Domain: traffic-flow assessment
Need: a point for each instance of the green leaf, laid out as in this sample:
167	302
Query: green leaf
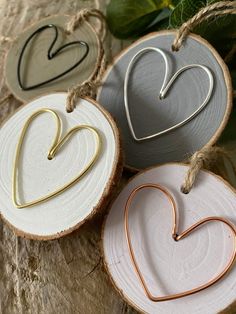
217	31
130	18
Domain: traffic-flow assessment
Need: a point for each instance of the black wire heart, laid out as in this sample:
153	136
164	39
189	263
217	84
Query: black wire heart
51	55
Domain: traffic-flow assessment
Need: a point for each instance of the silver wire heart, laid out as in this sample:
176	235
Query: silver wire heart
163	91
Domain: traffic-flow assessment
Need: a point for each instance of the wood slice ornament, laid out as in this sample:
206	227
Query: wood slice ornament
39	159
161	104
39	65
171	267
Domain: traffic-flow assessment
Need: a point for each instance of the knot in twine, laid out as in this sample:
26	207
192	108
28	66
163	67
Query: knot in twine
214	10
84	15
207	157
87	88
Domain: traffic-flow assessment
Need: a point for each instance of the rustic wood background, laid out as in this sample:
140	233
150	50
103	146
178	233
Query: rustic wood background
65	275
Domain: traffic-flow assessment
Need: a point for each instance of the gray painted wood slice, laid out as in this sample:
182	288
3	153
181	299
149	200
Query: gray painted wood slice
37	68
170	267
39	176
151	115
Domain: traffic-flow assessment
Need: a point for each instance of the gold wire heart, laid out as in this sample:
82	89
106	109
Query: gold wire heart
57	144
166	85
176	237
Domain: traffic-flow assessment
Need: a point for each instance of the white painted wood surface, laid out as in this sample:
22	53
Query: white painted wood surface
150	115
39	176
64	275
35	65
168	266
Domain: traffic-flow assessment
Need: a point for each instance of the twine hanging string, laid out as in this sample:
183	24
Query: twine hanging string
214	10
208	156
89	86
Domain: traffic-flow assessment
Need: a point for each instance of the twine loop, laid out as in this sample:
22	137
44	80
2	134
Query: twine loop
205	158
86	89
89	87
214	10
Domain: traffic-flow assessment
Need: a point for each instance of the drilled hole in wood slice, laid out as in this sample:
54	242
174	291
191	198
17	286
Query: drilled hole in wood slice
150	115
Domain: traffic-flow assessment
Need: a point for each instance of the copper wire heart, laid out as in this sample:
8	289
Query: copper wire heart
57	144
175	237
166	85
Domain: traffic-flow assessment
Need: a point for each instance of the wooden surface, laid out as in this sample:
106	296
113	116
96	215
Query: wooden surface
65	275
172	267
150	115
38	176
37	68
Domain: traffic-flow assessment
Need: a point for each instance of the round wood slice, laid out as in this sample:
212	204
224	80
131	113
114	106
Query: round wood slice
37	68
150	115
168	266
39	176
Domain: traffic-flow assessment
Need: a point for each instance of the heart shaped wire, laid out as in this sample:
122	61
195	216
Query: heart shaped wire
51	54
175	237
58	142
163	91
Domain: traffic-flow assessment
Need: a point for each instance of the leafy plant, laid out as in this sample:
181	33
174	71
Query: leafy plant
133	18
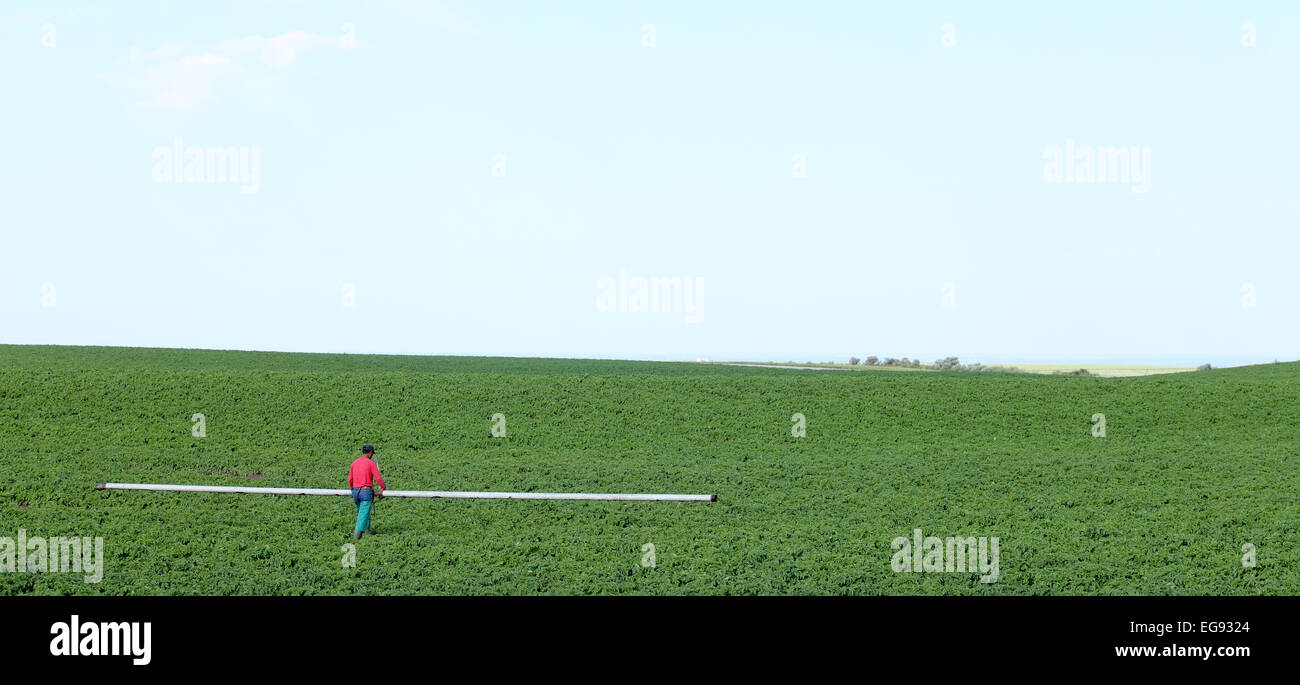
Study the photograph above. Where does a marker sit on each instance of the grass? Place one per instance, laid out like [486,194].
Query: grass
[1194,465]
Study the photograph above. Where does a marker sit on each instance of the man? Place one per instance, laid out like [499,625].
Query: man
[362,478]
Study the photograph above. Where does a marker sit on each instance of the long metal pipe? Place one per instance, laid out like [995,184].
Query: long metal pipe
[434,494]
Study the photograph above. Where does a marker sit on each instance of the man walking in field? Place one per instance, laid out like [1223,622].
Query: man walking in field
[362,478]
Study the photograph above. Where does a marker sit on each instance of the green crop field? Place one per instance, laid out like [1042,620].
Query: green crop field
[1192,467]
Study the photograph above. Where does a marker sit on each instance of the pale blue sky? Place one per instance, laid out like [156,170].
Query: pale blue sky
[924,165]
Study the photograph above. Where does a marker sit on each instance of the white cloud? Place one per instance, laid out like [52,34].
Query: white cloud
[183,76]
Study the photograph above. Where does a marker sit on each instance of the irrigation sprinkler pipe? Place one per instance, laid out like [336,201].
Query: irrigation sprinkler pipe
[428,494]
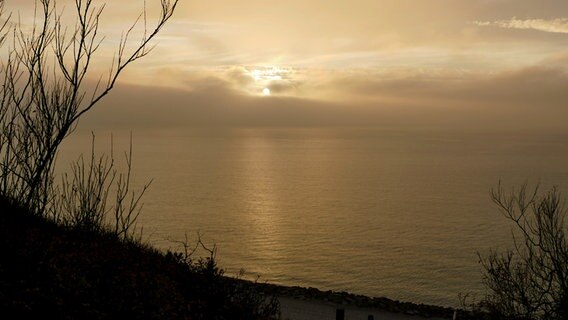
□ □ □
The lines to copy exactly start with the line above that has "Query: twine hanging string" and go on through the line that has "out like [995,184]."; please include both, add nothing else, and omit the pictures.

Query: twine hanging string
214	10
208	156
89	86
Domain: traffic-flow assessment
Need: a point for each instance of the twine loop, laid out as in this sample:
22	137
44	80
2	134
Query: twine loop
205	158
86	89
89	87
214	10
Domain: traffic-flow assessment
Need: a point for each instance of the drilled hole in wood slice, laid out as in this sample:
54	242
174	291
191	198
17	286
Query: drilled hole in wood slice
150	115
Domain: traffic-flow assessment
Need: a point for each instance of the copper wire heart, laid out as in this sample:
8	289
Query: copper wire heart
57	144
175	237
166	85
Domain: traffic-flow assessment
Need: a point for each instance of the wooden surface, laid out as in this sample:
106	296
113	116
96	215
Query: wooden surface
65	275
172	267
150	115
38	176
37	68
Domain: traffic-flow assessment
Need: a point for each instance of the round wood slice, laid out as in this sample:
212	204
224	80
131	113
114	106
Query: round wood slice
37	68
150	115
168	266
39	176
Domain: traffic-flow assessment
Need: a point for each instance of the heart shaped wire, laid out as in this sample:
122	61
195	216
Query: heart shaped wire
51	54
175	237
58	142
163	91
Domain: traffic-flow assessment
Need: a point for each instance of the leafy plant, laid out as in this sample:
181	33
174	71
Query: leafy plant
133	18
Study the photograph above. Where does a marker sit on each instance of the grass? Place one per instance, laid out like [486,194].
Query: grass
[1194,465]
Study the photograph above. Where does a marker sit on each instance of the man? Place one per instance, laid out like [499,625].
Query: man
[362,478]
Study the photograph above. Where does a marker sit on each instance of the long metal pipe? Place one per instance, laid out like [995,184].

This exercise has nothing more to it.